• _EXTRACTED ENTRIES_
_ _ _ _ _

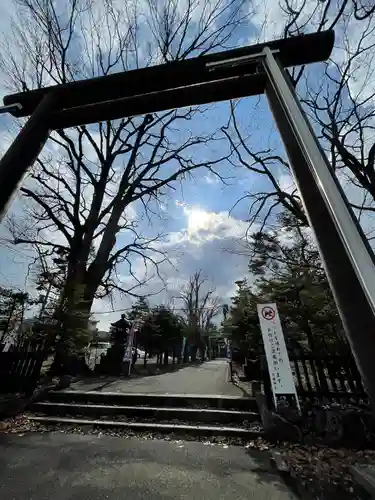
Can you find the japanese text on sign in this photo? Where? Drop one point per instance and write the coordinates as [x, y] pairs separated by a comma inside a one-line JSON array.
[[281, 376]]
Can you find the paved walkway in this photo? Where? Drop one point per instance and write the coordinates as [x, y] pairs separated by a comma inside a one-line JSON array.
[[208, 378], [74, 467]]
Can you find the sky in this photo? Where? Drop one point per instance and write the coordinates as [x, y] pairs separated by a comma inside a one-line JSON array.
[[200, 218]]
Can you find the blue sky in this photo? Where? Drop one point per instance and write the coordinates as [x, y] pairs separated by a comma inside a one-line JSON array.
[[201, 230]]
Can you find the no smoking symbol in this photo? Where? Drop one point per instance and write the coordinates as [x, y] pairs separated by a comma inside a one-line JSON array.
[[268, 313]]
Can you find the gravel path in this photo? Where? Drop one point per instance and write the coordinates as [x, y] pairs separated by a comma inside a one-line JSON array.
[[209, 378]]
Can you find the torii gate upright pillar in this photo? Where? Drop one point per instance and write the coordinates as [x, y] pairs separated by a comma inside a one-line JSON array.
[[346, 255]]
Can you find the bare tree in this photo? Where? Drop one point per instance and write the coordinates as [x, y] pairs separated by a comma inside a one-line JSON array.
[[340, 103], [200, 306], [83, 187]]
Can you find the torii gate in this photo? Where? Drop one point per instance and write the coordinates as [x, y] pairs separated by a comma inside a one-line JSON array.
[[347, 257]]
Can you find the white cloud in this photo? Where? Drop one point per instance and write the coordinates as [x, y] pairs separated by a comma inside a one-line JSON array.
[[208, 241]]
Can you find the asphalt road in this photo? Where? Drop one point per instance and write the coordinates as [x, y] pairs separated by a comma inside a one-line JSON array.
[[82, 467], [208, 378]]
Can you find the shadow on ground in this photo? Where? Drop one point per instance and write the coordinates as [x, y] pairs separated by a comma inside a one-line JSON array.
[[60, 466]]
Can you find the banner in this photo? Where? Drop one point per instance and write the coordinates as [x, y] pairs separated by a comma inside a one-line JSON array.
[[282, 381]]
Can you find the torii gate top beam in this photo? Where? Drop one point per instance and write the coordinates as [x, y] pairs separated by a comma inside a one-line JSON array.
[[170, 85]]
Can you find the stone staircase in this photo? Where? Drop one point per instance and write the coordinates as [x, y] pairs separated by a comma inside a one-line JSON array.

_ _ _ _ _

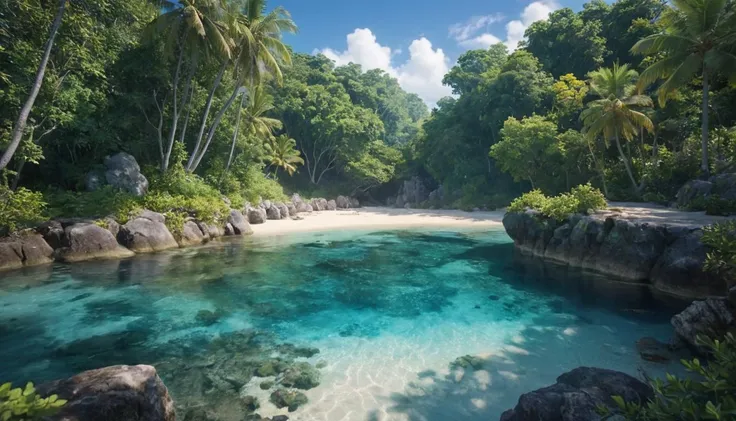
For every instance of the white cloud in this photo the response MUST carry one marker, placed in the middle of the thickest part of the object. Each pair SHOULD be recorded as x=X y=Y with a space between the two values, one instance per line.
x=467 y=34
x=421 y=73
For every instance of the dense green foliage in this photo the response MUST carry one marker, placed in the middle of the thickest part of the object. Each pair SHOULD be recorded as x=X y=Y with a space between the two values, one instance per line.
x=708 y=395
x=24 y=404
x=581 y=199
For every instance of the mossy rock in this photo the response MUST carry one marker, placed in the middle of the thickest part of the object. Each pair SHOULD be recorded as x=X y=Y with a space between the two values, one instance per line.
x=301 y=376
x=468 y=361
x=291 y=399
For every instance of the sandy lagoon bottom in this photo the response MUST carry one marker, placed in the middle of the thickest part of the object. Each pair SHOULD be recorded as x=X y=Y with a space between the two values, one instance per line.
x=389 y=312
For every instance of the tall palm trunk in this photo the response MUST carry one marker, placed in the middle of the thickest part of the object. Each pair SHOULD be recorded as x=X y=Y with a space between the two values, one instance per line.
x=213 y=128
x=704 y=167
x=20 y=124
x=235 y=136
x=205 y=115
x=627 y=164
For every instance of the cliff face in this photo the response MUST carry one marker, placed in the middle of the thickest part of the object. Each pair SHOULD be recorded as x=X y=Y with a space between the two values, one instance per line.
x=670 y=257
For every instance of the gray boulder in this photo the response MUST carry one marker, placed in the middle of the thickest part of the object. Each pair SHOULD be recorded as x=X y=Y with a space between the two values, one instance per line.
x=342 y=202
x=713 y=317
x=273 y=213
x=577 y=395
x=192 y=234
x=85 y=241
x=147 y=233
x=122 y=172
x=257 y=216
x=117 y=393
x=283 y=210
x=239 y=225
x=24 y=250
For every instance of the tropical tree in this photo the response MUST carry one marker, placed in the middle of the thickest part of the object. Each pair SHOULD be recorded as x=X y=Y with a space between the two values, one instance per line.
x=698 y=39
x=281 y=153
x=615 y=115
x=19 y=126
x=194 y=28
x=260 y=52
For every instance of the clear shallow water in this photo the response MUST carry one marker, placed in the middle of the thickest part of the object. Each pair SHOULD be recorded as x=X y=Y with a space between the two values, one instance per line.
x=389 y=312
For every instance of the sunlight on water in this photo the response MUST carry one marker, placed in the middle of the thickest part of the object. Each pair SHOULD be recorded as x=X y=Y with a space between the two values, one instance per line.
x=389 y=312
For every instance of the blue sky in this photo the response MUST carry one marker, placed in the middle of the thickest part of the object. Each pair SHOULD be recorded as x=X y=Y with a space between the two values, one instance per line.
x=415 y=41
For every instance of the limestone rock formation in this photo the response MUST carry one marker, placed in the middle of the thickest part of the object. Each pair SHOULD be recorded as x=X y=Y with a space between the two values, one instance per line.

_ _ _ _ _

• _EXERCISE GOAL_
With the line holding "For every instance of the tropical" as the first and the line holding "For every instance of the limestone" as the last, please transcribe exactly the lines of the material above in that range and nothing else.

• _TASK ANSWER_
For every instance of the tropical tree in this photo the response MUST carry one marker, placed in the middle of the thickest part of the object. Each pair SHOULD be recorded as x=X y=Y with a space between the two values, one instance per line.
x=698 y=39
x=281 y=153
x=615 y=115
x=19 y=126
x=194 y=28
x=260 y=52
For every instance of the clear shallow water in this photo the response MUST carry one marker, placed in the middle of the thickest part of the object. Each pair SHOULD be recorded as x=X y=Y with a space between the two values, one instance per line.
x=389 y=312
For every instance of the sunlight on water in this photo the response MUST carry one marker, placed in the middle of the thickest part of the object. Each pair SHOULD be recorded as x=X y=Y with a space between the two values, one instance per line.
x=389 y=312
For every instance of the blue sky in this photo the response MUST carry one marker, placed in the middle of the thickest part of the object. Each pair SHOULD be recorded as x=X y=Y with a space between the two values, one instance per line.
x=415 y=41
For every instance of the limestone rock formation in this photo the response MUST carry one marker, placed in the middle of the thickest part of the object. Each pair SHOULD be recorded as x=X y=Y with a space between the two values, one instance per line.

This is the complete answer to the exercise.